--- start ---

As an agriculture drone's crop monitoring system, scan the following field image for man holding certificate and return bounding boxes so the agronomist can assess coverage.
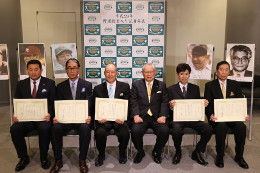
[10,60,56,171]
[204,61,248,169]
[130,63,169,164]
[168,63,212,165]
[50,58,92,173]
[93,64,130,166]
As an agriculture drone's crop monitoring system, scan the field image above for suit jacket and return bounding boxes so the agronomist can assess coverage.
[130,79,169,118]
[204,79,243,120]
[93,81,130,121]
[14,77,56,118]
[57,78,92,116]
[168,83,200,122]
[229,70,253,77]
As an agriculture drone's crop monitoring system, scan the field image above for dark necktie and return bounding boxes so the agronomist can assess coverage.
[32,80,36,98]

--- end ---

▶ _Instructions to follow_
Using the records above, output their complete text exactly, minus any images.

▶ _Task response_
As an agriculture drone's crop monitoring system, scan the following field image for man holding certificate and return bounding boxes so the agronomist can assess coverage.
[10,60,56,171]
[204,61,248,169]
[130,63,169,164]
[168,63,212,165]
[50,58,92,173]
[93,64,130,166]
As an agriculture drone's crop monitoring system, scan the field image above for suit jacket and return bounding boxes so the agronomist can assess coverage.
[130,79,169,118]
[204,79,243,120]
[93,81,130,121]
[14,77,56,118]
[57,78,92,116]
[168,83,200,122]
[229,70,253,77]
As an agriculture drone's crop monitoring system, scan the field image above for dark necktie and return bounding boxes so the agronomist can assess coverage.
[32,80,36,98]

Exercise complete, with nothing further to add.